*** Text for analysis ***

With the expansion of Medicaid under the Affordable Care Act, Section 1115 waivers have become increasingly popular as states look for unique and more affordable ways to implement Medicaid and customize these programs for their state populations.
These waivers allow for research and demonstration projects, which are designed to test expanded eligibility or coverage options, along with methods for financing and delivering Medicaid.
But for hospitals, health systems and medical practices that rely on Medicaid reimbursement revenue, these stipulations create significant revenue cycle challenges. Not only do eligibility rules vary by state, but also the heavy burden of proof for exceptions to Medicaid work requirements and the work reporting requirements for recipients themselves put a heavier administrative burden on the front end of the revenue cycle.
Many of these Medicaid waivers seek to impose work requirements on individuals as a condition of Medicaid eligibility. Specifically, this criterion requires Medicaid recipients to work a minimum number of hours per week or per month to receive benefits, or to demonstrate participation in a job search or job training program. Currently, the Centers for Medicare and Medicaid Services (CMS) has approved such work requirements in six states, and 10 states have similar proposals pending, according to data from the Kaiser Family Foundation.
Other states have instituted enrollment restrictions related to wellness. In Indiana, for example, tobacco users are required to pay a premium surcharge. Michigan requires potential Medicaid recipients to complete a health risk assessment before being enrolled.
Beyond these requirements, the CMS has also approved waivers allowing states to use Medicaid funds to provide short-term inpatient and residential treatment for enrollees with drug addictions and enrollees with serious mental illness or emotional disturbance in institutions.
States may also pursue block grants known as the Healthy Adult Opportunity (HAO), which provide extensive flexibility to use Medicaid funds to expand programs without being bound by too many federal rules. But in exchange for reduced federal oversight, states must agree to a limit on federal financing.
Ultimately, the goal of these waivers is to enhance and promote Medicaid coverage and efficiency through “community engagement” incentives that incorporate work and health requirements into other state programs promoting wellness, increasing employment opportunities and improving financially-based social health determinants. States with these waivers are expected to assist recipients with job placement, connect them with employment and community programs, and provide opioid and other substance abuse treatment initiatives for programs with flexible work requirements. CMS officials hope this approach will drive greater independence and self-sufficiency for Medicaid beneficiaries and improve the long-term health outcomes for these patient populations.

*** End of Text for analysis ***
*** Data records ***

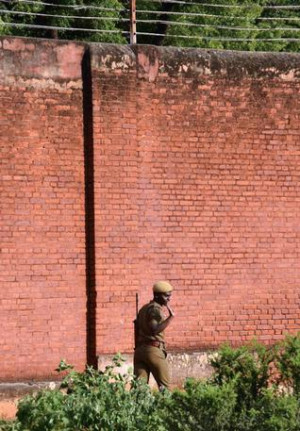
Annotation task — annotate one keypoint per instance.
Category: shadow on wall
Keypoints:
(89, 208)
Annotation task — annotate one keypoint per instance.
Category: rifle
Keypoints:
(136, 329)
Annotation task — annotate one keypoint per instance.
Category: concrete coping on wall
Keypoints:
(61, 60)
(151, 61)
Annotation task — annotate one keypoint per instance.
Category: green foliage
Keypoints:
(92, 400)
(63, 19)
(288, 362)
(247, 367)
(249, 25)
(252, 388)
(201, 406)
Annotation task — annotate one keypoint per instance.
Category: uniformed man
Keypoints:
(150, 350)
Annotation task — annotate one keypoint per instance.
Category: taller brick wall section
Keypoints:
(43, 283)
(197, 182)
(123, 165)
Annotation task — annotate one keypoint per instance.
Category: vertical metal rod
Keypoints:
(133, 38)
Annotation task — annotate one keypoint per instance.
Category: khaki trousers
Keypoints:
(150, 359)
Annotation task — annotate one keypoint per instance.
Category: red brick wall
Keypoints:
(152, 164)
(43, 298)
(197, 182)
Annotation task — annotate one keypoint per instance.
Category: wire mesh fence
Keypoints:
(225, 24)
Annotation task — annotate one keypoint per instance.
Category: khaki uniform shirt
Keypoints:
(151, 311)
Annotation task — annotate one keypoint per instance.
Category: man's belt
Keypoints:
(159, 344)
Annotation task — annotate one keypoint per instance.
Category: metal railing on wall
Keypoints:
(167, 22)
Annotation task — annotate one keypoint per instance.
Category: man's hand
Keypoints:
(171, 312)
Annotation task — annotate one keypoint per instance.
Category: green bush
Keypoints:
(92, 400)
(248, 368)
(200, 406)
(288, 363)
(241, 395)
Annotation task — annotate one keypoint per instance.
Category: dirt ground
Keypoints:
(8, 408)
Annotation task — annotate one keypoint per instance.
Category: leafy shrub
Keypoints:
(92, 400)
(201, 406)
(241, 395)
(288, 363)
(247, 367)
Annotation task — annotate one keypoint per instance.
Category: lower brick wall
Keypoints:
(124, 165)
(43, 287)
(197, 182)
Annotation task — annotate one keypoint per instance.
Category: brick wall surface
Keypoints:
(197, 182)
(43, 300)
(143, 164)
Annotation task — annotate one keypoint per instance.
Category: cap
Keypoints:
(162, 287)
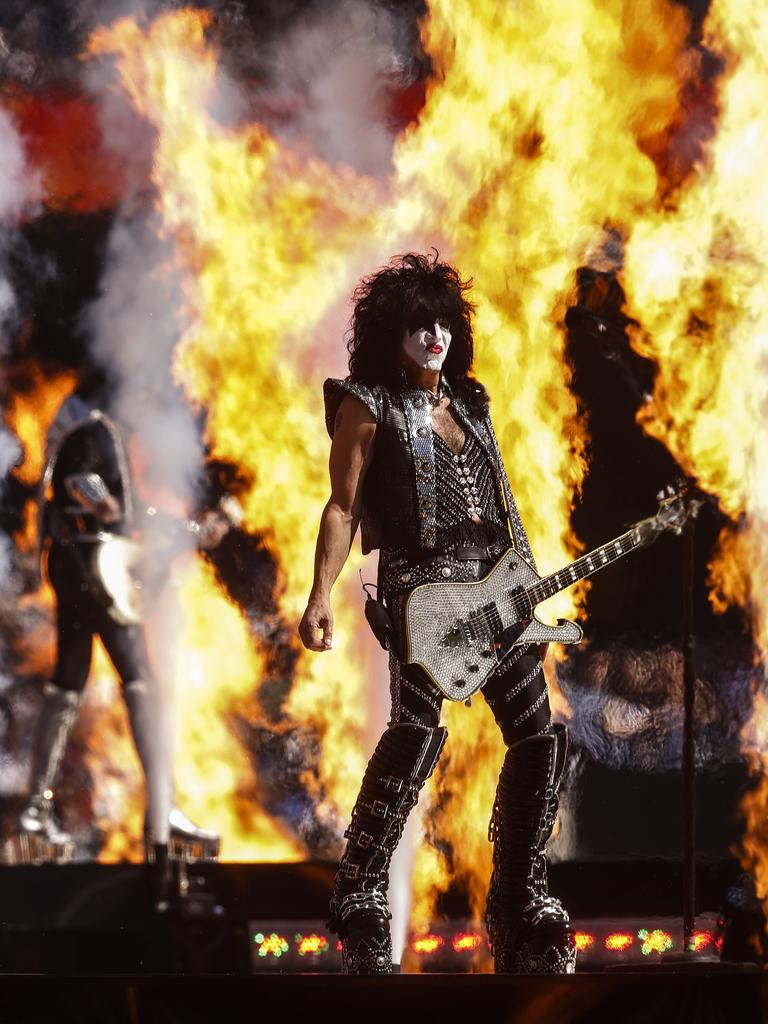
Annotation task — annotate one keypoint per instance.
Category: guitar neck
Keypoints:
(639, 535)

*** End of Data records ***

*Assignment*: Reproduce word for word the passage of the text on Medicaid waivers that begins at "With the expansion" and ends after "the revenue cycle.". The items come from a separate source unrelated to the text on Medicaid waivers.

*Solution to the problem*:
With the expansion of Medicaid under the Affordable Care Act, Section 1115 waivers have become increasingly popular as states look for unique and more affordable ways to implement Medicaid and customize these programs for their state populations.
These waivers allow for research and demonstration projects, which are designed to test expanded eligibility or coverage options, along with methods for financing and delivering Medicaid.
But for hospitals, health systems and medical practices that rely on Medicaid reimbursement revenue, these stipulations create significant revenue cycle challenges. Not only do eligibility rules vary by state, but also the heavy burden of proof for exceptions to Medicaid work requirements and the work reporting requirements for recipients themselves put a heavier administrative burden on the front end of the revenue cycle.